# STORED DATA
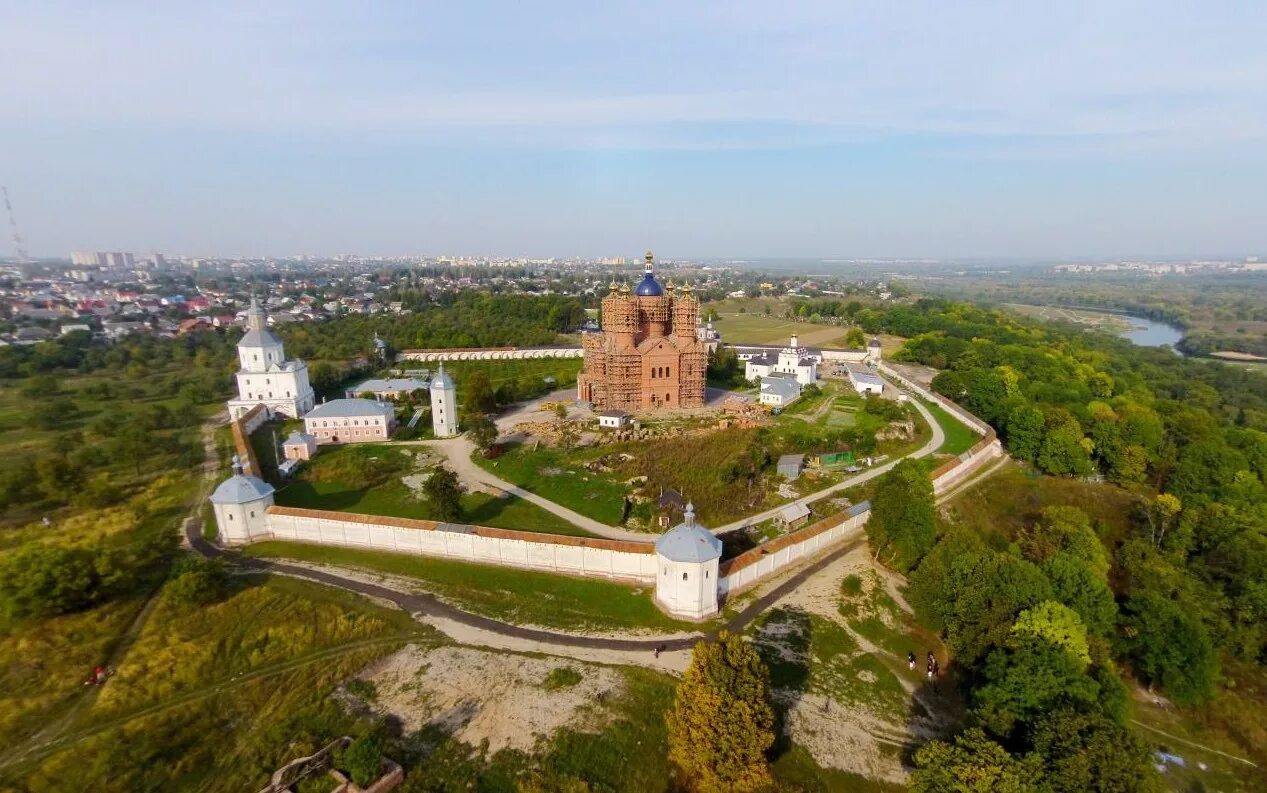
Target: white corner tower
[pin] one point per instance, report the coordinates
(241, 504)
(687, 556)
(265, 376)
(444, 404)
(873, 351)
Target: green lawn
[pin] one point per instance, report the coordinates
(319, 487)
(508, 594)
(959, 437)
(522, 370)
(561, 478)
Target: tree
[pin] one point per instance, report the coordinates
(1057, 623)
(482, 431)
(1064, 451)
(1161, 512)
(1068, 530)
(479, 393)
(1076, 585)
(972, 764)
(902, 514)
(1024, 430)
(362, 760)
(1087, 751)
(445, 494)
(1028, 678)
(1170, 647)
(721, 722)
(41, 579)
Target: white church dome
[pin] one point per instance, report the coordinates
(688, 541)
(241, 488)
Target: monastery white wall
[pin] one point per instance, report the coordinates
(949, 407)
(489, 355)
(791, 554)
(463, 542)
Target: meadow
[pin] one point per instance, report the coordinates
(332, 482)
(209, 697)
(522, 597)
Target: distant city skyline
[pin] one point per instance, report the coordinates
(702, 131)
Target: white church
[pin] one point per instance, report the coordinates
(793, 360)
(265, 376)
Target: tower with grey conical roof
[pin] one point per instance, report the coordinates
(241, 506)
(444, 404)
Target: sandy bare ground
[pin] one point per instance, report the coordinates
(479, 696)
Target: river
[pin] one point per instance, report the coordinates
(1151, 333)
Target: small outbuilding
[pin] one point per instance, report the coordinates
(793, 516)
(789, 466)
(865, 383)
(779, 392)
(299, 446)
(613, 419)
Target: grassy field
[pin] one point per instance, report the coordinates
(959, 436)
(530, 371)
(508, 594)
(563, 479)
(254, 669)
(321, 488)
(1234, 722)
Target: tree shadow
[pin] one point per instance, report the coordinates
(783, 640)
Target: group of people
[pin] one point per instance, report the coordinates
(934, 668)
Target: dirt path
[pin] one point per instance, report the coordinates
(458, 454)
(38, 750)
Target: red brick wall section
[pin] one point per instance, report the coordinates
(765, 549)
(242, 440)
(482, 531)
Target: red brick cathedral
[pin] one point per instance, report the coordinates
(648, 354)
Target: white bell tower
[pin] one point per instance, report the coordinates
(444, 404)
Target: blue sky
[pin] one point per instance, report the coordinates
(834, 129)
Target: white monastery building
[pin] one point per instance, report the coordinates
(687, 555)
(792, 360)
(613, 419)
(265, 376)
(444, 404)
(240, 506)
(779, 390)
(350, 421)
(865, 383)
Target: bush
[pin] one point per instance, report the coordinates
(362, 760)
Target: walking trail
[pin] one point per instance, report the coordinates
(458, 454)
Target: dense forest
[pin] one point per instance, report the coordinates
(1040, 626)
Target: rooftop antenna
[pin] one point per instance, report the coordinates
(13, 224)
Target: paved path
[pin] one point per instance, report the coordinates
(430, 606)
(928, 449)
(458, 452)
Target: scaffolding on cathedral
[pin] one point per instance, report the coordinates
(648, 354)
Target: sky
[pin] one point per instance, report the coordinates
(697, 129)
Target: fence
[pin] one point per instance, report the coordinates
(477, 544)
(242, 427)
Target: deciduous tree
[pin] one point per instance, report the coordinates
(722, 723)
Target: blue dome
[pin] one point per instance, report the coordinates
(649, 288)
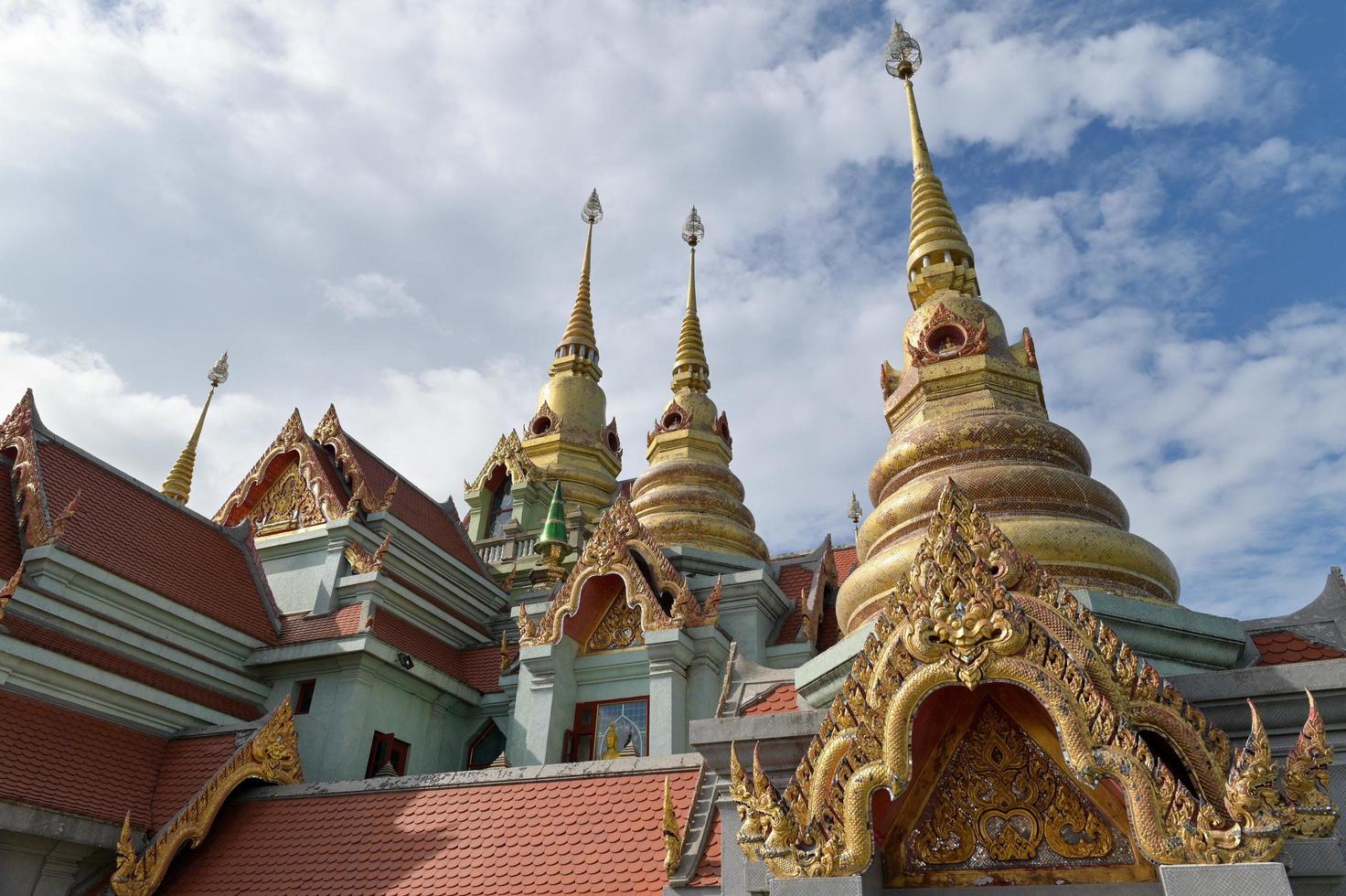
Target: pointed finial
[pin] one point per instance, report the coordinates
(690, 368)
(938, 256)
(579, 345)
(178, 485)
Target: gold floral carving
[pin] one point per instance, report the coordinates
(330, 435)
(17, 435)
(975, 339)
(361, 561)
(618, 627)
(285, 505)
(509, 453)
(271, 753)
(976, 611)
(322, 504)
(616, 539)
(542, 422)
(10, 587)
(672, 833)
(1306, 779)
(1003, 802)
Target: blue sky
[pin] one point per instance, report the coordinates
(377, 205)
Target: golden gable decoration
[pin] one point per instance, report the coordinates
(616, 541)
(976, 611)
(307, 493)
(330, 435)
(509, 453)
(271, 753)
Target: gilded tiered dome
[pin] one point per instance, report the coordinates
(967, 405)
(689, 496)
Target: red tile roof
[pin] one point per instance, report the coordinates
(188, 763)
(1280, 647)
(296, 628)
(709, 869)
(63, 761)
(542, 836)
(111, 661)
(416, 508)
(782, 699)
(144, 539)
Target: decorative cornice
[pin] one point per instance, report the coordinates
(271, 753)
(975, 610)
(509, 453)
(616, 539)
(291, 440)
(361, 561)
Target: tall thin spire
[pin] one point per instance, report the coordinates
(690, 368)
(579, 338)
(938, 256)
(178, 485)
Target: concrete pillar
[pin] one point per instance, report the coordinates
(669, 653)
(548, 676)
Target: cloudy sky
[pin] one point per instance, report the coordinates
(377, 205)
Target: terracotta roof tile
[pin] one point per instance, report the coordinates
(782, 699)
(187, 764)
(1282, 647)
(111, 661)
(296, 628)
(709, 869)
(548, 836)
(143, 539)
(68, 762)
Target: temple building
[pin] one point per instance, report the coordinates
(601, 679)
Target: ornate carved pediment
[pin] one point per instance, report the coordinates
(311, 496)
(330, 435)
(17, 435)
(973, 611)
(948, 336)
(271, 753)
(616, 542)
(509, 453)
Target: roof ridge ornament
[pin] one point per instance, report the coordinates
(178, 485)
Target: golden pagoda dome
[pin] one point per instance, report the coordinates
(689, 496)
(968, 405)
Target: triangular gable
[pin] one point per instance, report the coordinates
(621, 545)
(291, 485)
(972, 613)
(509, 453)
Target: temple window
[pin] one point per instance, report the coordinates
(387, 755)
(486, 747)
(607, 730)
(502, 504)
(304, 696)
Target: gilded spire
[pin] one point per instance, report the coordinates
(690, 368)
(938, 256)
(178, 485)
(579, 338)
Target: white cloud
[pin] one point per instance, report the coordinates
(369, 296)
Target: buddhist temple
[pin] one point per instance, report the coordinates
(596, 677)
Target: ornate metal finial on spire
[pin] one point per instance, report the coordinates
(693, 229)
(579, 345)
(690, 368)
(903, 53)
(178, 485)
(593, 210)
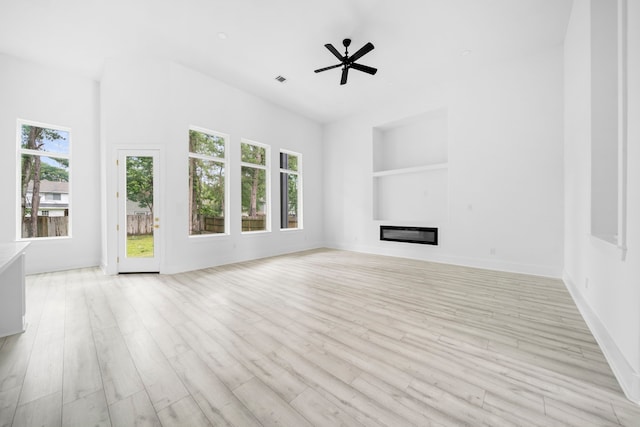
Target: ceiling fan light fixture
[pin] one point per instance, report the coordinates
(347, 61)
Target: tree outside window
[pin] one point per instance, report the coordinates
(207, 184)
(290, 190)
(44, 171)
(255, 175)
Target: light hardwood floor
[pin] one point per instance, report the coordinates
(322, 338)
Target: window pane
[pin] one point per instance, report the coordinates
(289, 200)
(206, 180)
(44, 139)
(205, 144)
(289, 162)
(139, 184)
(254, 154)
(44, 194)
(254, 199)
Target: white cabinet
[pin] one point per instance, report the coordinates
(410, 169)
(12, 294)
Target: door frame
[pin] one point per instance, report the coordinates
(138, 265)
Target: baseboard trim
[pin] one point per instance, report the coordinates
(628, 379)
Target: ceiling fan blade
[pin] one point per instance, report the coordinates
(363, 51)
(334, 51)
(345, 71)
(364, 68)
(327, 68)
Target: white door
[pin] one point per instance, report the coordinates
(138, 211)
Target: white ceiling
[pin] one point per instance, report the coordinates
(418, 43)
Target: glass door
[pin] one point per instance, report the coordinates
(139, 219)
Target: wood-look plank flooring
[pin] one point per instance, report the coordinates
(318, 338)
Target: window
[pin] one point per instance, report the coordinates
(290, 190)
(44, 156)
(207, 183)
(255, 186)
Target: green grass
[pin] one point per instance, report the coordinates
(140, 246)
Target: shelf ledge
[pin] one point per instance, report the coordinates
(425, 168)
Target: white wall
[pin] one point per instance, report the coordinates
(605, 287)
(32, 92)
(505, 170)
(153, 103)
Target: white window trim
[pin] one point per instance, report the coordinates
(225, 162)
(300, 189)
(19, 152)
(267, 168)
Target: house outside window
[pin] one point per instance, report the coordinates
(290, 190)
(44, 154)
(208, 187)
(255, 186)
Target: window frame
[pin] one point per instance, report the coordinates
(299, 174)
(267, 168)
(225, 161)
(25, 151)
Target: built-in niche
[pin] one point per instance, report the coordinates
(609, 121)
(410, 169)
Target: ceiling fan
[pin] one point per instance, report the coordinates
(347, 61)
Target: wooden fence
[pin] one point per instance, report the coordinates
(139, 224)
(143, 224)
(49, 226)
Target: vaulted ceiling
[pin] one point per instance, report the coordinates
(418, 43)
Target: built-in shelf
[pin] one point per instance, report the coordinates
(416, 169)
(410, 169)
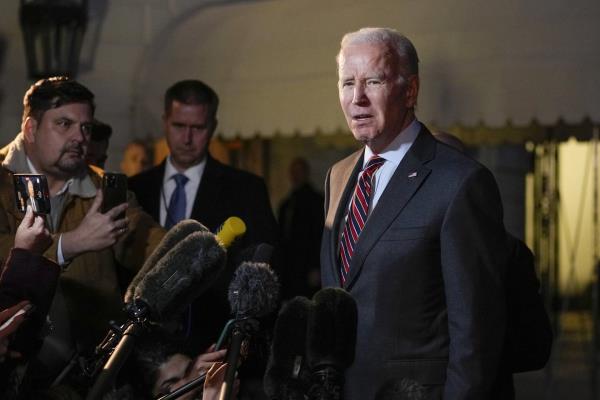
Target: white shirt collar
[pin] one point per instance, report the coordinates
(193, 173)
(396, 150)
(34, 171)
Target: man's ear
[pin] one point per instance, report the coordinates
(214, 127)
(412, 91)
(29, 127)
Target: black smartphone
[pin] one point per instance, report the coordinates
(32, 189)
(114, 191)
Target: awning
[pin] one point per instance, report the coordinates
(493, 65)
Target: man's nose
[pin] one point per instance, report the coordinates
(358, 95)
(81, 133)
(188, 134)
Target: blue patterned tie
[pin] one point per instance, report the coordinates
(178, 203)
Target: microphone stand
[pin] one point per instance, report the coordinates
(177, 393)
(242, 329)
(133, 329)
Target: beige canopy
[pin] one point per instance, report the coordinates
(493, 65)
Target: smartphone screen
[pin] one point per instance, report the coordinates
(32, 189)
(114, 190)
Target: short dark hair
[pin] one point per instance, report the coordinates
(54, 92)
(100, 131)
(192, 91)
(151, 351)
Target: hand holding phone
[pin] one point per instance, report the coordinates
(114, 191)
(32, 234)
(32, 190)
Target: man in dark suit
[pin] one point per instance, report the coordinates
(414, 231)
(189, 183)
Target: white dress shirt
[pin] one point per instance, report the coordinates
(194, 174)
(393, 155)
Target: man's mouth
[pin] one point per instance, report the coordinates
(361, 117)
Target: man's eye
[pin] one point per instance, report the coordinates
(86, 129)
(64, 123)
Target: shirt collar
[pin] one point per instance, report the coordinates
(396, 150)
(193, 173)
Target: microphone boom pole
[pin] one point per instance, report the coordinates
(116, 361)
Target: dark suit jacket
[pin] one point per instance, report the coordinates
(223, 192)
(427, 274)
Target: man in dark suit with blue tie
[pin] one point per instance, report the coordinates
(414, 232)
(189, 183)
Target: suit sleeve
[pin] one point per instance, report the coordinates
(473, 256)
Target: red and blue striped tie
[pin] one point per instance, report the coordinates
(357, 214)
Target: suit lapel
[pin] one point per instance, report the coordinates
(407, 179)
(208, 193)
(155, 191)
(342, 182)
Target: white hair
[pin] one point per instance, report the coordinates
(397, 42)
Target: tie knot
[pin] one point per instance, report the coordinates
(373, 164)
(180, 179)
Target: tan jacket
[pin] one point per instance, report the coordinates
(89, 283)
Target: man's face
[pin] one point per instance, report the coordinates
(57, 144)
(377, 102)
(174, 373)
(188, 128)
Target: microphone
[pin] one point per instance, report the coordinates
(331, 341)
(260, 253)
(175, 235)
(187, 261)
(181, 275)
(253, 293)
(177, 278)
(287, 376)
(230, 230)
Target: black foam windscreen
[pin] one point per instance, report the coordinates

# REQUIREMENT
The line containing "Target: tower with grey conical roof" marks the end: retype every line from the first one in the listing up to and including it, without pictures.

# WORKED SOLUTION
Target: white corner tower
[pin] one point per instance, report the coordinates
(241, 504)
(687, 556)
(265, 376)
(444, 404)
(873, 351)
Target: green lawn
[pin] one point per instance, report the coordinates
(319, 487)
(508, 594)
(959, 437)
(522, 370)
(561, 478)
Target: tree
[pin] one point per instance, report the coordinates
(1057, 623)
(482, 431)
(1064, 451)
(1161, 512)
(1068, 530)
(479, 393)
(1076, 585)
(972, 764)
(902, 514)
(1024, 430)
(362, 760)
(1087, 751)
(445, 494)
(1028, 678)
(1170, 647)
(721, 722)
(41, 579)
Target: white church dome
[pin] one point per instance, report the coordinates
(688, 541)
(241, 488)
Target: monastery white wall
[pin] one point per instance, report the coordinates
(949, 407)
(489, 355)
(791, 554)
(463, 542)
Target: meadow
[pin] one point per instance, report the coordinates
(332, 482)
(209, 697)
(522, 597)
Target: distant city skyline
[pin] one point per instance, report the coordinates
(702, 131)
Target: white church
[pin] one point per instance, report the coordinates
(793, 360)
(265, 376)
Target: tower with grey conical roof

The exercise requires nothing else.